[Material provided — start]

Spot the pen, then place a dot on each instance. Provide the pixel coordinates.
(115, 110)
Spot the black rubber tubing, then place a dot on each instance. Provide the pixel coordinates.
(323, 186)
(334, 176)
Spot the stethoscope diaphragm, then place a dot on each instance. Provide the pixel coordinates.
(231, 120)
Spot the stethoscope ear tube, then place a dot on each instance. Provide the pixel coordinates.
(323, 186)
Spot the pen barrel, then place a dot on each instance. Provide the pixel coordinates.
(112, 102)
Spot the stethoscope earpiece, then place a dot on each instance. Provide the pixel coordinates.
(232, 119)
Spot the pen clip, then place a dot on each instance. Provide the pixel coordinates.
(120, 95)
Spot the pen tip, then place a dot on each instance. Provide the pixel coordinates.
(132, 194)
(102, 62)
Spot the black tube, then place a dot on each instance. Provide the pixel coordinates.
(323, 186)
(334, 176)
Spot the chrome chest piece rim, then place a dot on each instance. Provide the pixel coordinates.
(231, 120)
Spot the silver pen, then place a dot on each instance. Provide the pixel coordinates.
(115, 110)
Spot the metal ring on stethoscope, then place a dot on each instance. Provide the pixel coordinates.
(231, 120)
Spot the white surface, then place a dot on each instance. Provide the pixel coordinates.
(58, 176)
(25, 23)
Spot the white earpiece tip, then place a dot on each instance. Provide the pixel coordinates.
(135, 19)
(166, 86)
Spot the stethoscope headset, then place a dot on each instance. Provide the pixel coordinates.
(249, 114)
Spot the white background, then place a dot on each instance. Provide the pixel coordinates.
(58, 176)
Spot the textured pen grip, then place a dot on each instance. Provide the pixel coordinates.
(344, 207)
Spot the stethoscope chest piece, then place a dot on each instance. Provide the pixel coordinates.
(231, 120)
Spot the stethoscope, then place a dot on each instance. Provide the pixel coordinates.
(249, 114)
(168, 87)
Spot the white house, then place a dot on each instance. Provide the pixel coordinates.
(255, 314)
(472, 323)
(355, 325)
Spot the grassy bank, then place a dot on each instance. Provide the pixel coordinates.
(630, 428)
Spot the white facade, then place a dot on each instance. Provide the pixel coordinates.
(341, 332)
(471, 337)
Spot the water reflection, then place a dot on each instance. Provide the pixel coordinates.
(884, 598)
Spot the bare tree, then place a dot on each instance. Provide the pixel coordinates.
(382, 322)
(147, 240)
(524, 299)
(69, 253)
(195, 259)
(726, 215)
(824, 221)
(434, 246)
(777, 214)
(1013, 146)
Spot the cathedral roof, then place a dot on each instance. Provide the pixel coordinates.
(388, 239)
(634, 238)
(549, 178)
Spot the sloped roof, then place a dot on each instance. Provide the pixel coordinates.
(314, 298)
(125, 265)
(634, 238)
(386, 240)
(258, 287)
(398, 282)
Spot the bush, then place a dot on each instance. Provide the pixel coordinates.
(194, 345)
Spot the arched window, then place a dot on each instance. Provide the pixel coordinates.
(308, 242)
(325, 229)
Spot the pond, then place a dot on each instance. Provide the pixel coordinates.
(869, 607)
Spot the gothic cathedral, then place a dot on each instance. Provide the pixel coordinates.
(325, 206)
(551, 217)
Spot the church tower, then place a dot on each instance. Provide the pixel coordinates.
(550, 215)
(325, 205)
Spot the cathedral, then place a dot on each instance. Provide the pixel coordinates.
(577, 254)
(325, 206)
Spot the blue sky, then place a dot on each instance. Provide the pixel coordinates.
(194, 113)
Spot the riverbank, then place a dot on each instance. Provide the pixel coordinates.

[Material provided — finish]

**Exercise instructions:** All of the lines above need to be given again exactly.

**Answer space:**
Spot the pen, then place a dot on each instance. Provide the pixel coordinates.
(115, 110)
Spot the black rubber tubing, then place a dot on each instance. Provide the pixel coordinates.
(323, 186)
(334, 176)
Spot the stethoscope diaphragm, then place a dot on each instance. Provide the pixel coordinates.
(231, 120)
Spot the stethoscope ear tube, then place a dot on each instance. Provide the pixel coordinates.
(323, 186)
Spot the pen barrel, then place a dot on each instance. Provide the pixel coordinates.
(112, 102)
Spot the stethoscope earpiece, then place a dot on each instance. Provide the pixel coordinates.
(232, 119)
Spot the pen clip, then place a dot on each instance. Provide the pixel coordinates.
(120, 95)
Spot the pen tip, then place a dot on each instance. Provide the pixel coordinates.
(132, 194)
(102, 62)
Spot the black tube, then place a dot on each instance. Provide the pixel coordinates.
(323, 186)
(334, 176)
Spot the chrome chest piece rim, then place a dot on each instance. Provide the pixel coordinates.
(231, 120)
Spot the silver pen, then place a dot on each instance. Provide the pixel coordinates.
(115, 110)
Spot the metal ring on stethoscope, then place a dot on each instance. Provide the pixel coordinates.
(231, 120)
Spot the white surface, then place a dot on each instance. Provide the pixel coordinates.
(58, 176)
(25, 23)
Spot the white earpiece tip, then place a dot on each instance. Provide the pixel coordinates.
(135, 19)
(166, 86)
Spot the stethoscope headset, then place a dot on each instance. Provide the pixel coordinates.
(249, 114)
Spot the white background, then place a dot on each instance. Provide the pixel coordinates.
(58, 176)
Spot the textured pen grip, then place a dot on each instance. Provide the pixel coordinates.
(344, 207)
Spot the stethoscope chest piece, then place a dot on each instance. Provide the pixel coordinates.
(231, 120)
Spot the stethoscope, then place a dot on each instance. Provide the pixel coordinates.
(249, 114)
(168, 87)
Spot the white house, then place a dot on each instance. Provide the pixel coordinates.
(255, 314)
(472, 323)
(355, 325)
Spot the grassy bank, then place a dot on each instance. Provide the pixel coordinates.
(630, 428)
Spot the white facade, then place a dot on each instance. Provide the pixel coordinates.
(341, 332)
(471, 337)
Spot the water reflection, then place a dot on each instance. Provide the pixel coordinates.
(884, 598)
Spot the bare tree, then place a dot on each instance. Provide the pixel coordinates.
(382, 322)
(147, 240)
(524, 299)
(69, 253)
(195, 259)
(726, 215)
(824, 221)
(434, 246)
(777, 214)
(1013, 146)
Spot the cathedral roof, then place a dot on each instance. Provide the pixel coordinates.
(388, 239)
(634, 238)
(549, 178)
Spot the sloped roof, then place a dot on each instance. Provide the pixel coordinates.
(314, 298)
(125, 265)
(634, 238)
(386, 240)
(258, 287)
(398, 282)
Spot the bush, then place a dot on each instance. Provide the pixel coordinates.
(194, 345)
Spot the arched window, then place a dot on each instance. Provide the pixel coordinates.
(308, 242)
(325, 229)
Spot the pond, then place a dot on each instance. Provide the pixel coordinates.
(869, 607)
Spot the gothic cathedral, then place a dot on each instance. Provide the pixel coordinates.
(325, 206)
(551, 217)
Spot the church tower, then place a dot on each instance. Provide the pixel coordinates.
(550, 215)
(325, 205)
Spot the cathedral, then place a dot on each instance. Provide the pixel coordinates.
(577, 254)
(325, 206)
Spot the blue sky, then place a dot on each instance. Provide the pixel coordinates.
(194, 113)
Spot the riverbank, then place a dot on each instance. Provide the pixel coordinates.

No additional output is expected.